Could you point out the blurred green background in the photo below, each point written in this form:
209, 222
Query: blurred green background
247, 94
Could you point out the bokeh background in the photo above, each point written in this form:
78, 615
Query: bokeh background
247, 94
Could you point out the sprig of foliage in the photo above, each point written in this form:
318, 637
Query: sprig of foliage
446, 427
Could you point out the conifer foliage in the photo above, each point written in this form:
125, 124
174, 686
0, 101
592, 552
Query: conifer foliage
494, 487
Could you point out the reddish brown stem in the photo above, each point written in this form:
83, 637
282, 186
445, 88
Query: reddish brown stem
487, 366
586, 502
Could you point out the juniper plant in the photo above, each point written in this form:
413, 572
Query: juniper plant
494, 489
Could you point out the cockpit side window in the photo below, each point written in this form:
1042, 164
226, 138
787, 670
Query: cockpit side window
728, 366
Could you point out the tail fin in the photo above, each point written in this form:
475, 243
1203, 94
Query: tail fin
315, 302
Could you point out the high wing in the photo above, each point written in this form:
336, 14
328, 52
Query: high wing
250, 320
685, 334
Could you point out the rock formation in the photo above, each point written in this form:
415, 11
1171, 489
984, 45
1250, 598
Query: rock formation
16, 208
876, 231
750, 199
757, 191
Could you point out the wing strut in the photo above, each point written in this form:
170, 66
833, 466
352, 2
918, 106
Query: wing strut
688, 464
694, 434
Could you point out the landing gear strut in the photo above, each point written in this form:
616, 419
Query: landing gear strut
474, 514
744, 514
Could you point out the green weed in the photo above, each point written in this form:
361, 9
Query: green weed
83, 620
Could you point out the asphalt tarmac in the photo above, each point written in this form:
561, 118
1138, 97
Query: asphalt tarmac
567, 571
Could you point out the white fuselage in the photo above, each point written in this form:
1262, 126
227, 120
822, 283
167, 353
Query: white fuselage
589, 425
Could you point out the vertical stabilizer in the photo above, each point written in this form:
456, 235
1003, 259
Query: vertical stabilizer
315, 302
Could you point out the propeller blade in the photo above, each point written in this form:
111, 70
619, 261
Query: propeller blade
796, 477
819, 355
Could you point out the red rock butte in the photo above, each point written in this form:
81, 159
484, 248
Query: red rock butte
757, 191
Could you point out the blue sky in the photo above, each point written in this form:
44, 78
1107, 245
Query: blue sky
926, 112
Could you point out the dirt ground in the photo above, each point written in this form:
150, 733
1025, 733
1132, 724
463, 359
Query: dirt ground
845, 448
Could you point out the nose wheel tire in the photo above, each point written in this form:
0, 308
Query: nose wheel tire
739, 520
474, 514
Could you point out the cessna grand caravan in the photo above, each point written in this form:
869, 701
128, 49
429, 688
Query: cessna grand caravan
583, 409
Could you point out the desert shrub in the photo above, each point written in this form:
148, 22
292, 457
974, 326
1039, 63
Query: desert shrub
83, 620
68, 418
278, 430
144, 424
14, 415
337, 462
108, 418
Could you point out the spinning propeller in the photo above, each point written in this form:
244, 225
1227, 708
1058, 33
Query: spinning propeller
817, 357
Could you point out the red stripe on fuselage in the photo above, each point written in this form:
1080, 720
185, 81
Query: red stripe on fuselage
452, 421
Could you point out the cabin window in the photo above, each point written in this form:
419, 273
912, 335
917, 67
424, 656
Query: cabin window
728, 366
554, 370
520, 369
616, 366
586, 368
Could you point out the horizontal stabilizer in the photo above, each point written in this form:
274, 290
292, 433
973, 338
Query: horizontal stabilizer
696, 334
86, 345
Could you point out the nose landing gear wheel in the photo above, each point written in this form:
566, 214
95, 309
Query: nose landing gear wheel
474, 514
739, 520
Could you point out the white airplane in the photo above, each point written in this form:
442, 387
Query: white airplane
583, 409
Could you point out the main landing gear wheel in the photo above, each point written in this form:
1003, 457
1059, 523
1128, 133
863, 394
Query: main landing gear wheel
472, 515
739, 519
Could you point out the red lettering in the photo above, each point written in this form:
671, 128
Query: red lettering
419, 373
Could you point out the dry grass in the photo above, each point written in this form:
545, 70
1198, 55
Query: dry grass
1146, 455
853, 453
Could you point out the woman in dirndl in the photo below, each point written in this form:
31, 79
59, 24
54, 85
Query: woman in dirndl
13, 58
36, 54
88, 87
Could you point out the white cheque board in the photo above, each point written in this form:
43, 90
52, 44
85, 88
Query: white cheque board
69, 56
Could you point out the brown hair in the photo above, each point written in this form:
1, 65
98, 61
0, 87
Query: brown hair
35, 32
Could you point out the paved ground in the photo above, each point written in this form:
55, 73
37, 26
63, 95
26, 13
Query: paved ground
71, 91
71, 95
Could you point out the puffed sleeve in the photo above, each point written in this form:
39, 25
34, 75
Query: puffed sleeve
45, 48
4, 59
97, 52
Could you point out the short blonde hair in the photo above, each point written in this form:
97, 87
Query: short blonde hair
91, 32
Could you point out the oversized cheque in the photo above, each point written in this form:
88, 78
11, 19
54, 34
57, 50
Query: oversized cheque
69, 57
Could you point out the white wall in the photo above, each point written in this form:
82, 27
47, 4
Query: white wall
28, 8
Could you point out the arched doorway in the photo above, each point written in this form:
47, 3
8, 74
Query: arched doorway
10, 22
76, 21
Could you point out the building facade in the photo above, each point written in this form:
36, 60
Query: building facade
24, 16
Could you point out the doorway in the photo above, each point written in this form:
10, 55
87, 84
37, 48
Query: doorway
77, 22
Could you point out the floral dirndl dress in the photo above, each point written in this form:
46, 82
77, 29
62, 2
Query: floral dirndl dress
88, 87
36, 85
※
### Exercise
Where a line above contains the word "below", copy that line.

### Response box
Could you point out the blurred green background in the photo below, each point written in this form:
Could you point out the cockpit side window in the photo below, each point written in this form:
Could you point out the woman in dirndl in the photo below, each point written in this form:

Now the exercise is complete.